[[ Entries provided, beginning ]]

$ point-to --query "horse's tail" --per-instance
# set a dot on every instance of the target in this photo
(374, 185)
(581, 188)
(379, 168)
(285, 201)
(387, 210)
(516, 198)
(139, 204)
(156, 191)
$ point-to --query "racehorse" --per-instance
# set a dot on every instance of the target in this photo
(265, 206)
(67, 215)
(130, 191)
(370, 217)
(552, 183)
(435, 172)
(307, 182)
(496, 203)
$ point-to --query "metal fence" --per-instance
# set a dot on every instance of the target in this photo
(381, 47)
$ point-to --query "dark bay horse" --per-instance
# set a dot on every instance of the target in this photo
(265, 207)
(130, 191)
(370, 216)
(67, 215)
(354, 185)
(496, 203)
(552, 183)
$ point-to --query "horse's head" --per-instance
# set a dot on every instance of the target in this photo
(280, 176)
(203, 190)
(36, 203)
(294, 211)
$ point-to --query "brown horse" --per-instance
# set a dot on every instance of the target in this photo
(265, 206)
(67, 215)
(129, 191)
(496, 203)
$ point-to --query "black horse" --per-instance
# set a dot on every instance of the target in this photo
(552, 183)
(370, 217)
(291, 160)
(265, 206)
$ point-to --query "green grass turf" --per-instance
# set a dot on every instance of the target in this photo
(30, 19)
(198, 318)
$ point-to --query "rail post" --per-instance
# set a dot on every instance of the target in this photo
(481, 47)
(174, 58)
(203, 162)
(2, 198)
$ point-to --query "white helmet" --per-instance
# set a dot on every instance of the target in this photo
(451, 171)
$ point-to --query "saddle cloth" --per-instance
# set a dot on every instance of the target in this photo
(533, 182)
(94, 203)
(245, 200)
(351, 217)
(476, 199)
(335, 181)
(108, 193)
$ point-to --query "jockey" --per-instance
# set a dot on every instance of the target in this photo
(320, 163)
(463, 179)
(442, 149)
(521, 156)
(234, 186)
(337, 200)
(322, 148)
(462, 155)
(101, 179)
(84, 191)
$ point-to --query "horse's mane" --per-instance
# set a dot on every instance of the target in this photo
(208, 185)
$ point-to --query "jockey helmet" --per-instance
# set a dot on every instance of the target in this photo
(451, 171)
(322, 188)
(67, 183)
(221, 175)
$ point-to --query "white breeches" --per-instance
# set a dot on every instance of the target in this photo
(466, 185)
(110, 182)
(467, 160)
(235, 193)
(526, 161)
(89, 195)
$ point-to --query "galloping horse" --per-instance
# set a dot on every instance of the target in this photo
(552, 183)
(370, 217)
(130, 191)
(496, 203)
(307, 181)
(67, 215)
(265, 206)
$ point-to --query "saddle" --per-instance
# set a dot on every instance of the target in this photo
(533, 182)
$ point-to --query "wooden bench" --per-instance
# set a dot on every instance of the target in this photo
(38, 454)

[[ Entries provided, end ]]
[[ Entries provided, beginning ]]

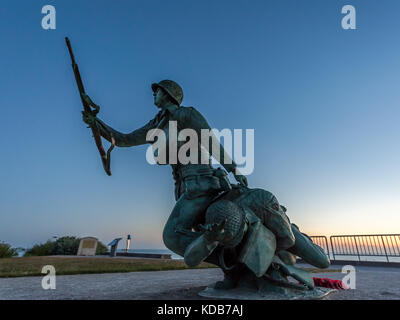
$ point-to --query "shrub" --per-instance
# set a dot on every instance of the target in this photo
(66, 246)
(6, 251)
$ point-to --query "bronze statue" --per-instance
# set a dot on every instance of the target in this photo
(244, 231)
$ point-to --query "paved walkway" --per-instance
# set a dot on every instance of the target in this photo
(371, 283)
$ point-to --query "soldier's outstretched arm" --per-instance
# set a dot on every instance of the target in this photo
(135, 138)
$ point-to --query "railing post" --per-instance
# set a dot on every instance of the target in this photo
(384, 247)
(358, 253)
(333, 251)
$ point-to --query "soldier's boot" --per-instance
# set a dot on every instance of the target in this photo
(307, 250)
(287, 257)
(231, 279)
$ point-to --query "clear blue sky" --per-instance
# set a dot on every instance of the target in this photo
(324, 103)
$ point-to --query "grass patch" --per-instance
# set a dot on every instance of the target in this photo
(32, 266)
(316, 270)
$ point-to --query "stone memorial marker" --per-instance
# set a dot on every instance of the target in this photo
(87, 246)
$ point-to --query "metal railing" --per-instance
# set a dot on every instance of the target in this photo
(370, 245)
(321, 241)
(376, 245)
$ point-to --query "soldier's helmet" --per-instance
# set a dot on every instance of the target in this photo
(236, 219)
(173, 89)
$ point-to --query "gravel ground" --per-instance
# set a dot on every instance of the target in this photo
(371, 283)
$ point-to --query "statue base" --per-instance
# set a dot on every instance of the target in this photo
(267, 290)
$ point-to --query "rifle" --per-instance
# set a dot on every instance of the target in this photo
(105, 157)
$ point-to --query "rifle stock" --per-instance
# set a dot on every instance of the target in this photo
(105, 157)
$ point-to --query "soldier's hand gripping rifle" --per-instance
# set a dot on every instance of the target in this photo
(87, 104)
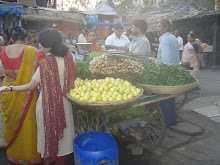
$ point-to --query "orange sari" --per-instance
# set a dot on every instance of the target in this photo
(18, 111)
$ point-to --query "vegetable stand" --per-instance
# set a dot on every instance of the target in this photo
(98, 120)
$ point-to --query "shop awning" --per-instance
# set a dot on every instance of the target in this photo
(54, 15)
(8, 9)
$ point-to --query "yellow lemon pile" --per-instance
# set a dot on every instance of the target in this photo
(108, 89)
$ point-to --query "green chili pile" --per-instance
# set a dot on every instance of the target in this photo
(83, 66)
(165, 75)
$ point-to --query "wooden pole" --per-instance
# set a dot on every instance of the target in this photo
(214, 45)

[[ Entries provided, end ]]

Only lines that include "post" are counted here. Give their number for the records above and add nothing.

Finished task: 2